*What you have to do:* Put every entry below into a two-column CSV with the headers "prompt" and "points", one row per entry. Quote each field, turn any line breaks into spaces, and leave the pictures out.

Point annotations for photos
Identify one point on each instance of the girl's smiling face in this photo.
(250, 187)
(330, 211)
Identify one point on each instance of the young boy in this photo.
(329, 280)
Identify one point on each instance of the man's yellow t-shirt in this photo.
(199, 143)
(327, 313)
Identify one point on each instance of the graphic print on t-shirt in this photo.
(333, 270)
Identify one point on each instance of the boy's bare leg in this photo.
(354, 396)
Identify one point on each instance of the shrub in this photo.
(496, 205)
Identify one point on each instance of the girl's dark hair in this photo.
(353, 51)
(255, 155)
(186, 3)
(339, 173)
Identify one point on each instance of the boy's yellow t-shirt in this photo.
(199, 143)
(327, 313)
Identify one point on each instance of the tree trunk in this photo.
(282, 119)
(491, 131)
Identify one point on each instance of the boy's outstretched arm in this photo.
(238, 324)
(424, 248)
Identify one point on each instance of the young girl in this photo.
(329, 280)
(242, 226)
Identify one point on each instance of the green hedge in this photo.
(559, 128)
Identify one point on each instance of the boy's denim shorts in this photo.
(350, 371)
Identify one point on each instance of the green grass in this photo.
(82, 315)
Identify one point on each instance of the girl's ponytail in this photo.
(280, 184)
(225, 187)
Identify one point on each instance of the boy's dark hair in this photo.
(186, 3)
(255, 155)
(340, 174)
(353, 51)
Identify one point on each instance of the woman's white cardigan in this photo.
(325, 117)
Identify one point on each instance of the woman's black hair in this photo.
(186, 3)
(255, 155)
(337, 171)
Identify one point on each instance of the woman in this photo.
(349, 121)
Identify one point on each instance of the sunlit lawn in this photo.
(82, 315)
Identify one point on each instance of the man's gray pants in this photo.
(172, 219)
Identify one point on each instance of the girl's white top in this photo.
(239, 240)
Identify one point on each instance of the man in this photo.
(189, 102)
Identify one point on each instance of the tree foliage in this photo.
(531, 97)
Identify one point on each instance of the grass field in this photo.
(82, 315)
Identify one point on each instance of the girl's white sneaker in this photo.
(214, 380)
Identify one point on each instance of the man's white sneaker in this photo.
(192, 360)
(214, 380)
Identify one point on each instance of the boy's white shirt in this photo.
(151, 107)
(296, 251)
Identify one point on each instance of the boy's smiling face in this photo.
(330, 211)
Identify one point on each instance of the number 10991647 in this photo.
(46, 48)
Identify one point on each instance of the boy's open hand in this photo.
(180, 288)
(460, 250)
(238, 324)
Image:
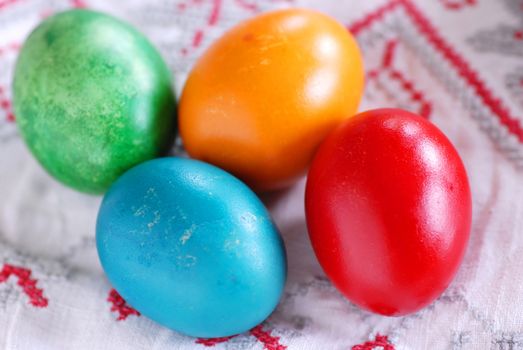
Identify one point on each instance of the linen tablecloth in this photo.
(456, 62)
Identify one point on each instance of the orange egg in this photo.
(262, 98)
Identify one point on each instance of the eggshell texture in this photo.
(262, 98)
(191, 247)
(388, 208)
(92, 98)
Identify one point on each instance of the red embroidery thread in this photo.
(120, 305)
(380, 341)
(269, 341)
(415, 95)
(213, 341)
(464, 70)
(455, 5)
(28, 284)
(459, 64)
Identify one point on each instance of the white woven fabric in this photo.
(458, 62)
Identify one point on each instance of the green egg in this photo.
(92, 98)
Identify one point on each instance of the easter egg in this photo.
(92, 98)
(191, 247)
(261, 99)
(388, 209)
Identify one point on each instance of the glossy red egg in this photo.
(388, 208)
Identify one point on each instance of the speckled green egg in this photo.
(92, 98)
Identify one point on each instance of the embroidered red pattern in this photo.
(381, 342)
(213, 341)
(454, 5)
(28, 284)
(120, 305)
(265, 337)
(459, 64)
(416, 96)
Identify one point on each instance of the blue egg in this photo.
(191, 247)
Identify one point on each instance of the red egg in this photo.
(388, 208)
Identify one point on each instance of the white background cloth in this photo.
(458, 62)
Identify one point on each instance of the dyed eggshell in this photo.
(191, 247)
(388, 208)
(261, 99)
(92, 98)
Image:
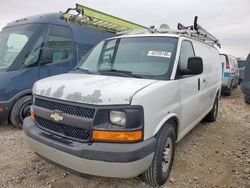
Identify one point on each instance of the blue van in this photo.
(34, 48)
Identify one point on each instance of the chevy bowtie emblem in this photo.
(56, 116)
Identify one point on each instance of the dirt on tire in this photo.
(211, 155)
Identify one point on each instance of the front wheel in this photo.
(20, 110)
(161, 166)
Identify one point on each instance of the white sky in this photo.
(228, 20)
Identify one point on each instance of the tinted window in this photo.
(223, 58)
(12, 41)
(186, 52)
(60, 42)
(35, 52)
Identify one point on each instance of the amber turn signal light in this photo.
(99, 135)
(32, 115)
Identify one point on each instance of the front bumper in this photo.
(100, 159)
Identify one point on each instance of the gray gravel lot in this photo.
(211, 155)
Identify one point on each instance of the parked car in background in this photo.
(34, 48)
(245, 85)
(241, 65)
(121, 112)
(230, 73)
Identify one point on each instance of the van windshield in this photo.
(12, 41)
(143, 57)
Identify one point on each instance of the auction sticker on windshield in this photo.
(159, 54)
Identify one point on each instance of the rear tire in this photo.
(20, 110)
(247, 99)
(229, 91)
(161, 166)
(212, 115)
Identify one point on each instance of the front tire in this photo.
(20, 110)
(247, 99)
(161, 166)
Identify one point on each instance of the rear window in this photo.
(223, 58)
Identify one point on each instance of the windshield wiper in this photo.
(119, 73)
(78, 69)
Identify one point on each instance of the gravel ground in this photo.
(211, 155)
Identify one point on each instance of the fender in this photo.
(164, 120)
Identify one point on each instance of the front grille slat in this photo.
(68, 131)
(63, 130)
(66, 108)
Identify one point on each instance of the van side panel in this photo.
(159, 100)
(212, 70)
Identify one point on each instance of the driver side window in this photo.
(186, 51)
(35, 52)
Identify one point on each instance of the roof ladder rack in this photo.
(200, 33)
(98, 20)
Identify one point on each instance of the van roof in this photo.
(147, 35)
(52, 18)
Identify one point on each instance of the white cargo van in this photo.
(230, 73)
(122, 110)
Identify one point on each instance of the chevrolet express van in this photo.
(34, 48)
(230, 73)
(245, 85)
(120, 112)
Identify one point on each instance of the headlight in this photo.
(118, 118)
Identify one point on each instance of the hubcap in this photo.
(25, 111)
(167, 155)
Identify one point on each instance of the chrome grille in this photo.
(66, 108)
(74, 133)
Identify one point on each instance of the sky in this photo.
(227, 20)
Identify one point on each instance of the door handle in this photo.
(199, 84)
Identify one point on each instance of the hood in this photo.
(91, 89)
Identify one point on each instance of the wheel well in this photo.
(174, 121)
(19, 97)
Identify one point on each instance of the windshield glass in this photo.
(241, 63)
(12, 41)
(133, 57)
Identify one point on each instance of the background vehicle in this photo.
(245, 85)
(127, 104)
(230, 73)
(34, 48)
(241, 65)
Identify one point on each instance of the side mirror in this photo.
(46, 57)
(194, 66)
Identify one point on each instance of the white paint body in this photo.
(160, 99)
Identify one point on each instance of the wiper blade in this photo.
(81, 70)
(119, 72)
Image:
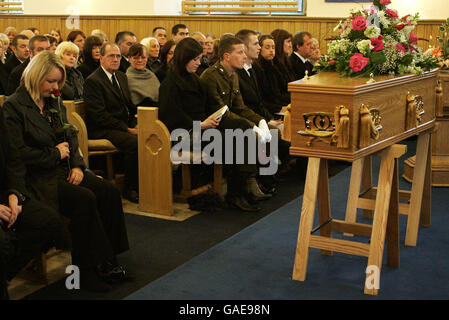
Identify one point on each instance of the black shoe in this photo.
(112, 274)
(131, 195)
(91, 282)
(242, 204)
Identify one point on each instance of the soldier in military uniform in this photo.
(222, 84)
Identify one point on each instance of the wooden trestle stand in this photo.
(353, 119)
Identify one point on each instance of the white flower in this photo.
(364, 46)
(372, 32)
(383, 19)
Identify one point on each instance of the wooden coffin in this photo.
(346, 118)
(440, 146)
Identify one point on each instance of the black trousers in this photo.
(127, 143)
(97, 222)
(37, 229)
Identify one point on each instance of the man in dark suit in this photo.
(125, 40)
(20, 50)
(249, 87)
(302, 49)
(110, 114)
(37, 44)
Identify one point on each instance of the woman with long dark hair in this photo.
(283, 46)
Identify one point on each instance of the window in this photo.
(244, 7)
(11, 6)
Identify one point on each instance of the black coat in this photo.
(36, 141)
(106, 108)
(299, 67)
(15, 76)
(251, 94)
(182, 99)
(270, 83)
(73, 87)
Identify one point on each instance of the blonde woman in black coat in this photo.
(55, 173)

*Task response:*
prompt,points
"Identify one point on each instance of the girl's smiling face in this photo.","(250, 187) (330, 211)"
"Identify one point on each instance of the young boy in this photo.","(329, 280)"
"Identify one point on each instance of the man's yellow t-shirt in this photo.","(199, 143) (327, 313)"
"Identify one point on each instance of the graphic print on t-shirt in this photo.","(333, 270)"
"Identify one point on each instance of the boy's bare leg in this photo.","(354, 396)"
"Identify one point on each instance of the shrub in this photo.","(496, 205)"
"Identify one point on each instance of the girl's dark hair in this photo.","(353, 51) (255, 155) (186, 3) (339, 173)"
"Identify one point on each instance of the boy's yellow t-shirt in this photo.","(199, 143) (327, 313)"
"Identify one point on each instance of the tree trunk in this photo.","(282, 119) (491, 131)"
"Identify one point on each instance of the boy's outstretched arm in this photo.","(238, 324) (424, 248)"
"Identify one point on each instance of the young girl in this photo.","(329, 280) (242, 226)"
"Identify one point on each instance of the green hedge in this photo.","(559, 128)"
"Identify one point on each instance of the boy's denim shorts in this photo.","(350, 371)"
"Identify one point on each instance of the green grass in this photo.","(82, 315)"
"Identify one point on each instance of the girl's ponytail in this photo.","(280, 184) (225, 187)"
"Identify one point on each instance of the boy's dark hair in this photo.","(186, 3) (255, 155) (340, 174) (353, 51)"
"Identify one point on each instance of the woman's white cardigan in this photo.","(325, 117)"
"Identify one point on each instance of the woman's black hair in this photo.","(186, 3) (255, 155) (337, 171)"
"Identify one point on each instance of the woman in this photo.","(349, 121)"
"Identify one point on each instance of the sunlit lawn in this photo.","(82, 315)"
"Identify one point on each instance of the man's gray pants in this photo.","(172, 219)"
"Identify one point on each instance of the girl's white top in this photo.","(239, 240)"
"Identify one point on each instance of the man in this photo.","(189, 102)"
"Identify one point on each instance of the tree foliage in this photo.","(531, 97)"
"Identify one point on each instance of the grass field in this photo.","(82, 315)"
"Identify one point on each instance of the girl's white sneaker in this photo.","(214, 380)"
"Identify one point on each instance of the man's white sneaker in this photo.","(192, 360) (214, 380)"
"Identify one point on each instance of the boy's white shirt in this photo.","(151, 107) (296, 251)"
"Identify one point on each instance of the boy's smiling face in this photo.","(330, 211)"
"Identify one point on each instance of the number 10991647 in this photo.","(46, 48)"
"Identify one point on each instance of the boy's open hand in this photo.","(180, 288) (460, 250) (238, 324)"
"Image: Identify one point on each instance of the linen tablecloth in this photo.","(456, 62)"
"Identify one point on each instance of the orange egg in this photo.","(262, 98)"
"Identify one point on each instance of the eggshell texture in this photo.","(262, 98) (191, 247) (388, 208) (92, 98)"
"Identify one point on each instance of the red embroidery thread in this photo.","(120, 305) (380, 341) (269, 341) (415, 95) (213, 341) (464, 70) (455, 5) (28, 284) (459, 64)"
"Identify one point on each instance of the white woven fabric in this photo.","(458, 62)"
"Identify one point on each instance of the green egg in this photo.","(92, 98)"
"Identify one point on each instance of the easter egg in this photo.","(92, 98) (191, 247) (261, 99) (388, 209)"
"Identify one point on each instance of the glossy red egg in this photo.","(388, 208)"
"Identify one point on each instance of the speckled green egg in this photo.","(92, 98)"
"Identify one point on each instance of the embroidered red pattern in this photo.","(381, 342) (213, 341) (454, 5) (28, 284) (120, 305) (265, 337) (459, 64) (416, 96)"
"Identify one point on each instance of the blue egg in this photo.","(191, 247)"
"Identify one point on each instance of the red egg in this photo.","(388, 208)"
"Identify one point on each instance of the white background cloth in this photo.","(458, 62)"
"Identify one point on each instance of the dyed eggshell in this photo.","(191, 247) (388, 208) (261, 99) (92, 98)"
"Image: Identify one point on each instance of the blue van in this photo.","(34, 48)"
"Identify one point on each instance of the chevy bowtie emblem in this photo.","(56, 116)"
"Identify one point on each instance of the dirt on tire in this photo.","(211, 155)"
"Identify one point on each instance of the front wheel in this photo.","(20, 110) (161, 166)"
"Identify one point on each instance of the white sky in this photo.","(228, 20)"
"Identify one point on each instance of the tinted window in this photo.","(223, 58) (12, 41) (186, 52) (60, 42) (35, 52)"
"Identify one point on each instance of the amber turn signal light in this photo.","(99, 135) (32, 115)"
"Identify one point on each instance of the front bumper in this photo.","(100, 159)"
"Identify one point on each instance of the gray gravel lot in this photo.","(211, 155)"
"Identify one point on each instance of the parked car in background in this photo.","(34, 48) (245, 85) (241, 65) (121, 112) (230, 73)"
"Identify one point on each instance of the van windshield in this photo.","(12, 41) (143, 57)"
"Identify one point on each instance of the auction sticker on windshield in this photo.","(159, 54)"
"Identify one point on each instance of the rear tire in this photo.","(20, 110) (247, 99) (229, 91) (161, 166) (212, 115)"
"Identify one point on each instance of the front tire in this photo.","(20, 110) (247, 99) (161, 166)"
"Identify one point on each instance of the rear window in this photo.","(223, 58)"
"Identify one point on each instance of the windshield wiper in this photo.","(119, 73) (78, 69)"
"Identify one point on each instance of the gravel ground in this photo.","(211, 155)"
"Identify one point on each instance of the fender in this photo.","(164, 120)"
"Identify one point on each instance of the front grille slat in this photo.","(68, 131) (63, 130) (66, 108)"
"Identify one point on each instance of the van side panel in this photo.","(159, 100) (212, 70)"
"Identify one point on each instance of the driver side window in this photo.","(186, 51) (35, 52)"
"Identify one point on each instance of the roof ladder rack in this photo.","(200, 33) (98, 20)"
"Identify one point on each instance of the van roof in this photo.","(147, 35) (52, 18)"
"Identify one point on each instance of the white cargo van in this photo.","(230, 73) (122, 110)"
"Identify one point on each instance of the chevrolet express van in this photo.","(34, 48) (230, 73) (245, 85) (120, 112)"
"Identify one point on each instance of the headlight in this photo.","(118, 118)"
"Identify one point on each instance of the hubcap in this photo.","(25, 111) (167, 155)"
"Identify one point on each instance of the chrome grille in this photo.","(66, 108) (74, 133)"
"Identify one point on each instance of the sky in this photo.","(227, 20)"
"Identify one point on each instance of the door handle in this photo.","(199, 84)"
"Identify one point on each instance of the hood in this photo.","(91, 89)"
"Identify one point on each instance of the wheel well in this photo.","(174, 121) (19, 97)"
"Identify one point on each instance of the windshield glass in this photo.","(241, 63) (12, 41) (133, 57)"
"Identify one point on each instance of the background vehicle in this photo.","(245, 85) (127, 104) (230, 73) (34, 48) (241, 65)"
"Identify one point on each instance of the side mirror in this photo.","(46, 57) (194, 66)"
"Identify one point on each instance of the white paint body in this photo.","(160, 99)"
"Identify one point on each instance of the wiper blade in this photo.","(81, 70) (119, 72)"
"Image: Identify one point on each instance of the black shoe in this photo.","(112, 274) (131, 195) (91, 282) (242, 204)"
"Identify one point on each instance of the soldier in military uniform in this photo.","(222, 84)"
"Identify one point on each instance of the wooden trestle stand in this photo.","(353, 119)"
"Identify one point on each instance of the white flower in this photo.","(364, 46) (372, 32) (383, 19)"
"Identify one point on each instance of the wooden coffin in this photo.","(346, 118) (440, 146)"
"Identify one point on each instance of the black trousers in this photo.","(127, 143) (97, 222) (37, 229)"
"Identify one point on each instance of the man in dark suit in this photo.","(125, 40) (20, 50) (249, 87) (302, 49) (110, 114) (37, 44)"
"Identify one point on each instance of the woman with long dark hair in this photo.","(283, 46)"
"Identify one point on each instance of the window in this photo.","(244, 7) (11, 6)"
"Identify one point on each instance of the black coat in this photo.","(36, 141) (106, 108) (299, 67) (15, 76) (251, 94) (182, 99) (270, 83) (73, 87)"
"Identify one point on each instance of the blonde woman in black coat in this photo.","(55, 173)"